* Sayfa *
====

ΒELON, Pierre. Les observations de plusieurs singularitez & choses mémmorables, trouvées en Grèce, Asie, Judée, Égypte, Arabie, aux autres pays étrangers, Paris, Guillaume Cavellat & Gilles Corrozet, 1554.
Fransız asıllı doğa bilimci ve doktor Pierre Belon (1517-1565) Soultière'de doğar. Adı, Du Bellay ve Tournon Kardinalleri hesabına gizli ajan olarak verdiği hizmetlerden çok kendi kendini eğitmiş bir doğa bilimci olarak kaleme aldığı kitaplar sayesinde tarihte kalır. İlk başta eczacı daha sonra ise ziraatçı olan Belon, 1540-41 yıllarında Witteberg'de Valerius Cordus yanında ve daha sonra İtalya'da (1551) tıp öğrenimi görür. Dönemin siyasal durumundan yararlanarak Abbaye de Saint-Germain-des-Près manastırında tıp öğrenimini tamamlayıp 1560 yılında üstün başarıyla mezun olur, ancak profesör doktor ünvanını hiçbir zaman elde etmez.

====

* Alıştırma amacı *
Pierre Belon hakkındaki metinden, "ΒELON, Pierre. Les" sözcüklerinden "Gilles Corrozet, 1554." sözcüklerine kadar uzanan bölümün tamamını hiç değiştirmeden çıkarın.

* Gösterilen veriler *

====

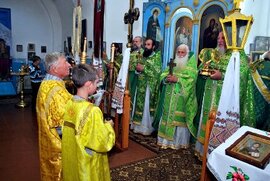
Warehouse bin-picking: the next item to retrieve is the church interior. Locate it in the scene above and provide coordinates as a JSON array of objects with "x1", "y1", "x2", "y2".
[{"x1": 0, "y1": 0, "x2": 270, "y2": 181}]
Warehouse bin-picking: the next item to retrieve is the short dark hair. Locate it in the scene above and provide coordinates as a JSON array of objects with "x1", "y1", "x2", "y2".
[
  {"x1": 66, "y1": 56, "x2": 76, "y2": 65},
  {"x1": 72, "y1": 64, "x2": 97, "y2": 88},
  {"x1": 144, "y1": 37, "x2": 156, "y2": 47},
  {"x1": 32, "y1": 55, "x2": 41, "y2": 63}
]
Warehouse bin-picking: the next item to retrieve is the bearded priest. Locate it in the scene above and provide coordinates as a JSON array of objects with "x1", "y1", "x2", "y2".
[
  {"x1": 131, "y1": 38, "x2": 162, "y2": 135},
  {"x1": 153, "y1": 44, "x2": 197, "y2": 149}
]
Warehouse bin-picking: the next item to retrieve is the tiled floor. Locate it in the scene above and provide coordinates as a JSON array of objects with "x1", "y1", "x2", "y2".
[{"x1": 0, "y1": 100, "x2": 156, "y2": 181}]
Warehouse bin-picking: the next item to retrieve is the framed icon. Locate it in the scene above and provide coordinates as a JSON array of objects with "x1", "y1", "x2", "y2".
[{"x1": 225, "y1": 131, "x2": 270, "y2": 169}]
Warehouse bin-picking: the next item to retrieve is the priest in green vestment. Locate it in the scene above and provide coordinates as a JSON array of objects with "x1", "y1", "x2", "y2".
[
  {"x1": 251, "y1": 51, "x2": 270, "y2": 132},
  {"x1": 128, "y1": 36, "x2": 143, "y2": 110},
  {"x1": 194, "y1": 32, "x2": 228, "y2": 160},
  {"x1": 131, "y1": 38, "x2": 162, "y2": 135},
  {"x1": 153, "y1": 44, "x2": 198, "y2": 149}
]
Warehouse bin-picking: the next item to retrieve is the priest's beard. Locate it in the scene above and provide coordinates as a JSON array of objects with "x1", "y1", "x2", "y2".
[
  {"x1": 131, "y1": 45, "x2": 139, "y2": 52},
  {"x1": 143, "y1": 48, "x2": 153, "y2": 57},
  {"x1": 153, "y1": 15, "x2": 157, "y2": 22},
  {"x1": 174, "y1": 53, "x2": 188, "y2": 69},
  {"x1": 217, "y1": 46, "x2": 226, "y2": 55}
]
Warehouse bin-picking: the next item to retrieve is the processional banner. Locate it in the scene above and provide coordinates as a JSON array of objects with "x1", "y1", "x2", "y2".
[{"x1": 93, "y1": 0, "x2": 105, "y2": 86}]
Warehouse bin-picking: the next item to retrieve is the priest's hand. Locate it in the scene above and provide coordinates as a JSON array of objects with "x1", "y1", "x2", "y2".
[
  {"x1": 136, "y1": 63, "x2": 144, "y2": 72},
  {"x1": 166, "y1": 74, "x2": 178, "y2": 83},
  {"x1": 210, "y1": 70, "x2": 222, "y2": 80},
  {"x1": 105, "y1": 119, "x2": 114, "y2": 127}
]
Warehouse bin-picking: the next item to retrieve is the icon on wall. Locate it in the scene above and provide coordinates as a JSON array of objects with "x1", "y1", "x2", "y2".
[
  {"x1": 27, "y1": 43, "x2": 35, "y2": 52},
  {"x1": 41, "y1": 46, "x2": 47, "y2": 53},
  {"x1": 16, "y1": 45, "x2": 23, "y2": 52}
]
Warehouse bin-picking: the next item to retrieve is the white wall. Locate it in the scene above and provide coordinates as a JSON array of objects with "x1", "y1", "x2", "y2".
[
  {"x1": 241, "y1": 0, "x2": 270, "y2": 54},
  {"x1": 104, "y1": 0, "x2": 147, "y2": 56},
  {"x1": 0, "y1": 0, "x2": 270, "y2": 58},
  {"x1": 0, "y1": 0, "x2": 62, "y2": 58}
]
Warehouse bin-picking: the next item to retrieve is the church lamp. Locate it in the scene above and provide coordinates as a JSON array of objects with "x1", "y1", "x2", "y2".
[{"x1": 219, "y1": 0, "x2": 253, "y2": 51}]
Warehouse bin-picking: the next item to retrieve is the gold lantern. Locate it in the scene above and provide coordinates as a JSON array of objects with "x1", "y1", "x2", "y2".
[{"x1": 219, "y1": 0, "x2": 253, "y2": 51}]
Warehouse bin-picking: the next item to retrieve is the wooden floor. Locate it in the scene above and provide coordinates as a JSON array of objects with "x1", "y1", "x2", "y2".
[{"x1": 0, "y1": 98, "x2": 156, "y2": 181}]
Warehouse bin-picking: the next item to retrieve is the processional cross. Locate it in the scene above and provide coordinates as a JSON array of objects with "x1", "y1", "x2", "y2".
[
  {"x1": 233, "y1": 0, "x2": 244, "y2": 9},
  {"x1": 168, "y1": 58, "x2": 176, "y2": 75},
  {"x1": 124, "y1": 0, "x2": 140, "y2": 48}
]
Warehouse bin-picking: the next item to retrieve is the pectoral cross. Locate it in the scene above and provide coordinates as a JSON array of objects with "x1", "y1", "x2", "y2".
[
  {"x1": 136, "y1": 51, "x2": 142, "y2": 64},
  {"x1": 124, "y1": 0, "x2": 140, "y2": 48},
  {"x1": 233, "y1": 0, "x2": 244, "y2": 9},
  {"x1": 168, "y1": 58, "x2": 176, "y2": 75}
]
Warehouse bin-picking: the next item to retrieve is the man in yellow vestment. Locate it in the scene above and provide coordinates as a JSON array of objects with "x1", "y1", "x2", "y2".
[
  {"x1": 36, "y1": 52, "x2": 72, "y2": 181},
  {"x1": 62, "y1": 64, "x2": 115, "y2": 181}
]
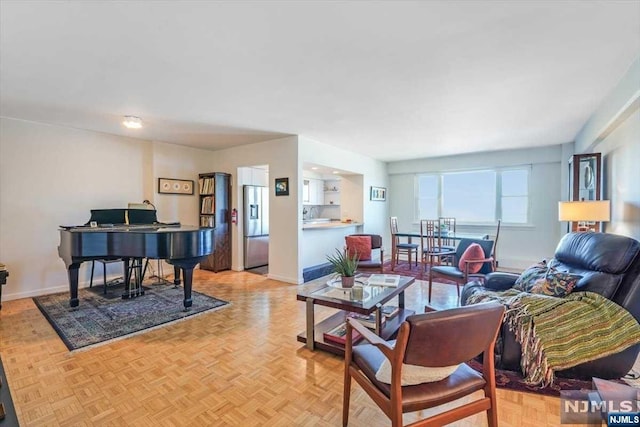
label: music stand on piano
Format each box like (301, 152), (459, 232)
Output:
(128, 203), (171, 287)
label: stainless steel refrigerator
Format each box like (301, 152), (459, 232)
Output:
(244, 185), (269, 269)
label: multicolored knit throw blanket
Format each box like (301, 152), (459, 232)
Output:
(467, 289), (640, 387)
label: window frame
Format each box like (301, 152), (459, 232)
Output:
(413, 164), (533, 226)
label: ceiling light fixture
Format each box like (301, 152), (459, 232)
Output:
(122, 116), (142, 129)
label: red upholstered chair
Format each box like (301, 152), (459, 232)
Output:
(429, 239), (496, 302)
(344, 234), (384, 273)
(342, 303), (504, 427)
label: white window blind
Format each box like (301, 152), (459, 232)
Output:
(415, 166), (531, 224)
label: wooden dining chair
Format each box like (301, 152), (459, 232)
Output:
(420, 219), (456, 275)
(342, 302), (504, 427)
(438, 216), (456, 251)
(389, 216), (420, 270)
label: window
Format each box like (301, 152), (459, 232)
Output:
(438, 171), (496, 222)
(415, 166), (531, 224)
(416, 175), (439, 218)
(500, 169), (529, 223)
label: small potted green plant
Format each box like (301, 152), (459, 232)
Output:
(327, 249), (360, 288)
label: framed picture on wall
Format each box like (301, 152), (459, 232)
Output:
(369, 186), (387, 202)
(158, 178), (193, 194)
(275, 178), (289, 196)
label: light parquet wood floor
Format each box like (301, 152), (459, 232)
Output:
(0, 270), (580, 427)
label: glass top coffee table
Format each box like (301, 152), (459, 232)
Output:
(297, 275), (415, 355)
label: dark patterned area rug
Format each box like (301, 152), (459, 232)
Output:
(33, 285), (229, 350)
(468, 360), (604, 397)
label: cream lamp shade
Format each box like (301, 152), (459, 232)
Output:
(558, 200), (611, 222)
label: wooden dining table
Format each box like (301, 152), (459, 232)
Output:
(391, 231), (489, 270)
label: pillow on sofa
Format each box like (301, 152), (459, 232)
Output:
(513, 261), (582, 297)
(376, 357), (460, 386)
(345, 236), (371, 261)
(513, 261), (547, 292)
(458, 243), (484, 274)
(529, 268), (582, 298)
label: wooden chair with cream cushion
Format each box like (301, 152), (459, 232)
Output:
(389, 216), (420, 270)
(342, 303), (504, 427)
(420, 219), (456, 275)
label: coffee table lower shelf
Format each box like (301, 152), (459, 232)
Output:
(297, 308), (415, 356)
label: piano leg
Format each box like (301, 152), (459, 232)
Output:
(182, 267), (193, 311)
(167, 256), (206, 311)
(67, 264), (80, 307)
(173, 265), (180, 288)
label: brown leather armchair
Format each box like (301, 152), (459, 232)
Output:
(342, 303), (504, 427)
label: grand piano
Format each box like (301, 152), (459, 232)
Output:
(58, 209), (214, 310)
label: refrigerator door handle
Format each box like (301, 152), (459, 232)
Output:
(249, 205), (259, 219)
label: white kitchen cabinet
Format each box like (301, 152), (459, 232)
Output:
(323, 180), (340, 206)
(302, 178), (324, 205)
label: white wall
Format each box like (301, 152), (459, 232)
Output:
(388, 145), (563, 268)
(0, 118), (220, 300)
(0, 118), (151, 299)
(575, 58), (640, 240)
(145, 142), (216, 226)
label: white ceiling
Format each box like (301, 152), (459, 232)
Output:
(0, 0), (640, 161)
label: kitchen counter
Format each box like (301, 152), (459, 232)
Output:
(302, 221), (364, 230)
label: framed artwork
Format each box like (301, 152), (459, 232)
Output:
(275, 178), (289, 196)
(369, 186), (387, 202)
(158, 178), (193, 194)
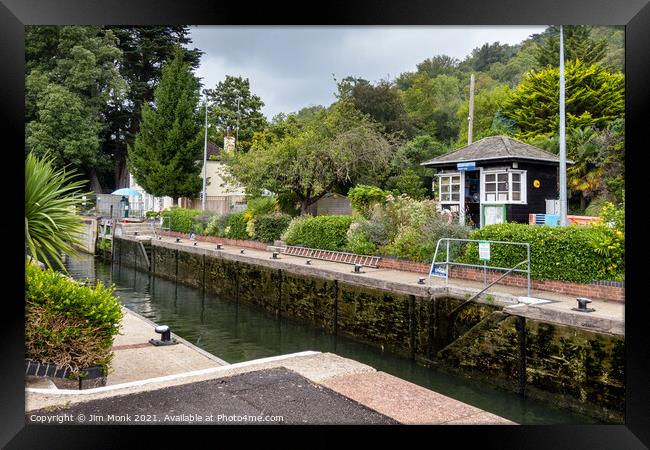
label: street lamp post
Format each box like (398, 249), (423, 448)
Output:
(201, 92), (208, 211)
(235, 97), (240, 153)
(560, 25), (567, 227)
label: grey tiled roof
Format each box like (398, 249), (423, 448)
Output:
(420, 136), (573, 167)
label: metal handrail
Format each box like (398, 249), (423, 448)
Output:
(427, 238), (530, 298)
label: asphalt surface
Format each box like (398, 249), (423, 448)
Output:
(25, 367), (398, 425)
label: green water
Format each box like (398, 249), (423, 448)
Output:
(66, 255), (598, 425)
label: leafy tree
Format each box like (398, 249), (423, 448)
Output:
(391, 134), (448, 177)
(129, 51), (203, 205)
(226, 99), (392, 214)
(501, 61), (625, 139)
(386, 169), (427, 200)
(103, 25), (203, 187)
(457, 85), (508, 146)
(404, 74), (462, 142)
(463, 42), (517, 72)
(25, 152), (85, 270)
(25, 26), (126, 192)
(339, 77), (413, 135)
(535, 25), (607, 68)
(206, 75), (267, 152)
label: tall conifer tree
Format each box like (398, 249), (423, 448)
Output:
(129, 50), (203, 205)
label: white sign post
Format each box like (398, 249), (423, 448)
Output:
(478, 242), (490, 286)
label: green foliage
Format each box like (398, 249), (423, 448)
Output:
(103, 25), (203, 187)
(224, 211), (250, 239)
(25, 153), (85, 270)
(460, 223), (625, 283)
(207, 75), (266, 152)
(348, 184), (389, 217)
(386, 169), (427, 200)
(348, 195), (469, 262)
(25, 26), (127, 192)
(600, 191), (625, 233)
(25, 264), (123, 373)
(282, 216), (353, 250)
(501, 61), (625, 139)
(227, 100), (392, 214)
(347, 230), (377, 255)
(205, 216), (228, 237)
(161, 208), (202, 233)
(246, 195), (278, 217)
(129, 50), (203, 199)
(338, 77), (414, 136)
(535, 25), (607, 68)
(97, 238), (113, 253)
(253, 214), (291, 242)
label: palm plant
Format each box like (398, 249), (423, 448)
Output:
(25, 153), (86, 270)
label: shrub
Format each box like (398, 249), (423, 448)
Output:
(224, 211), (250, 240)
(205, 216), (228, 237)
(25, 264), (123, 375)
(161, 208), (202, 233)
(254, 214), (291, 242)
(600, 190), (625, 233)
(347, 232), (377, 255)
(348, 184), (389, 217)
(460, 223), (625, 283)
(282, 216), (353, 250)
(246, 195), (278, 217)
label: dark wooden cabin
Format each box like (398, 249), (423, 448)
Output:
(421, 136), (573, 227)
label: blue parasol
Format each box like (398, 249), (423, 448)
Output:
(111, 188), (142, 196)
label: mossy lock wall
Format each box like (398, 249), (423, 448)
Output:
(113, 238), (625, 421)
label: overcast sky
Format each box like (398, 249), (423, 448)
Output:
(190, 26), (546, 118)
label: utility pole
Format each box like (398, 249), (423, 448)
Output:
(467, 74), (474, 145)
(560, 25), (567, 227)
(235, 97), (240, 153)
(201, 94), (208, 211)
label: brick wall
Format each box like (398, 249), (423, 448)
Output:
(160, 231), (269, 250)
(161, 231), (625, 302)
(378, 258), (625, 302)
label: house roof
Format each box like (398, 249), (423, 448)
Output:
(420, 136), (573, 167)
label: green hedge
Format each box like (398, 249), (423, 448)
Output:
(25, 264), (123, 373)
(460, 224), (625, 283)
(161, 208), (201, 233)
(225, 211), (250, 239)
(254, 214), (291, 242)
(282, 216), (353, 250)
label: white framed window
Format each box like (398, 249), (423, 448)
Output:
(481, 170), (526, 203)
(438, 173), (462, 203)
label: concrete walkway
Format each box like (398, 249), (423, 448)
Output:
(154, 236), (625, 335)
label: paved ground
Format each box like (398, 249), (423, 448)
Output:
(158, 236), (625, 334)
(25, 368), (398, 425)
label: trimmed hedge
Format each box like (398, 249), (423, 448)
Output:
(161, 208), (201, 233)
(253, 214), (291, 242)
(25, 263), (123, 375)
(459, 223), (625, 283)
(225, 211), (251, 239)
(282, 216), (354, 250)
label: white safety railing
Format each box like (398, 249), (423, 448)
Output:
(427, 238), (530, 298)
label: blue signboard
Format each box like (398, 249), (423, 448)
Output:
(456, 161), (476, 172)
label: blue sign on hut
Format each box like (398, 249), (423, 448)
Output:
(421, 136), (573, 227)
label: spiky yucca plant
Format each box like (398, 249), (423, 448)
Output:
(25, 153), (87, 270)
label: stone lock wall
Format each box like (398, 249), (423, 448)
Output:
(113, 238), (625, 421)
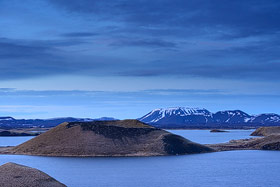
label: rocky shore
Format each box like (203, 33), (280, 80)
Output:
(0, 120), (213, 157)
(0, 162), (66, 187)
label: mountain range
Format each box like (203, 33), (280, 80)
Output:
(0, 117), (118, 129)
(0, 107), (280, 129)
(138, 107), (280, 128)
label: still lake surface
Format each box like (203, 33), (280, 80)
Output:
(0, 130), (280, 187)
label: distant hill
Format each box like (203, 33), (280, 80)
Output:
(0, 117), (118, 129)
(138, 107), (280, 128)
(6, 120), (213, 156)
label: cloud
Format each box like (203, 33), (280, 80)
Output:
(60, 32), (98, 38)
(49, 0), (280, 39)
(111, 39), (177, 48)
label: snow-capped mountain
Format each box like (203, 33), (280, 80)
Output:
(139, 107), (280, 128)
(139, 107), (212, 124)
(213, 110), (251, 124)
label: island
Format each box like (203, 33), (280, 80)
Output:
(0, 162), (66, 187)
(0, 130), (40, 136)
(207, 127), (280, 151)
(0, 120), (214, 157)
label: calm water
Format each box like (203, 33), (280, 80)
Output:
(0, 130), (280, 187)
(168, 129), (255, 144)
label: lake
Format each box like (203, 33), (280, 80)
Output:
(0, 130), (280, 187)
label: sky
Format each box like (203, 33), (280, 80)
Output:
(0, 0), (280, 119)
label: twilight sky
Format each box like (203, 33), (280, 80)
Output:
(0, 0), (280, 119)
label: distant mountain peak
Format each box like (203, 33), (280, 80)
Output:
(139, 107), (280, 128)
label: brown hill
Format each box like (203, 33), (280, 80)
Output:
(0, 163), (65, 187)
(8, 120), (213, 156)
(251, 127), (280, 136)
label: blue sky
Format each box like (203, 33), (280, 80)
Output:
(0, 0), (280, 119)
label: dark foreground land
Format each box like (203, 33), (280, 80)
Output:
(0, 163), (66, 187)
(0, 120), (213, 157)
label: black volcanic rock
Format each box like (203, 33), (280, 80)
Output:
(0, 163), (66, 187)
(0, 131), (39, 136)
(6, 120), (212, 156)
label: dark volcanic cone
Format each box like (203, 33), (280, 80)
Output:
(9, 120), (213, 156)
(0, 163), (66, 187)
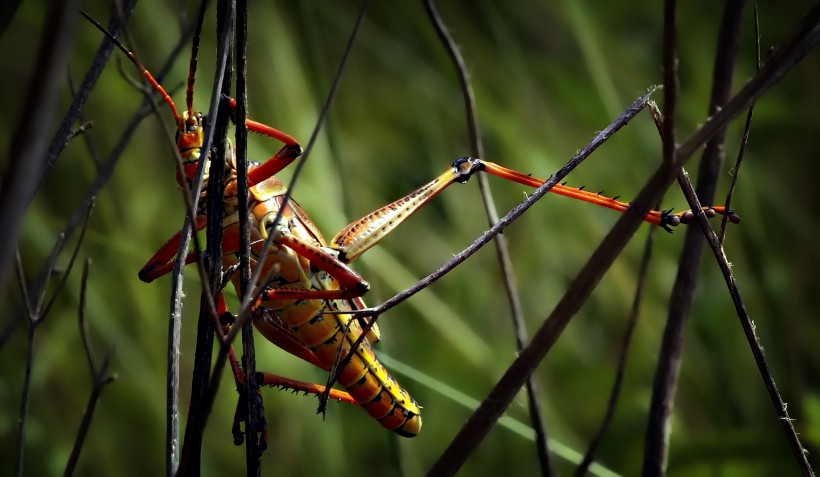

====

* Sonuç *
ΒELON, Pierre. Les observations de plusieurs singularitez & choses mémmorables, trouvées en Grèce, Asie, Judée, Égypte, Arabie, aux autres pays étrangers, Paris, Guillaume Cavellat & Gilles Corrozet, 1554.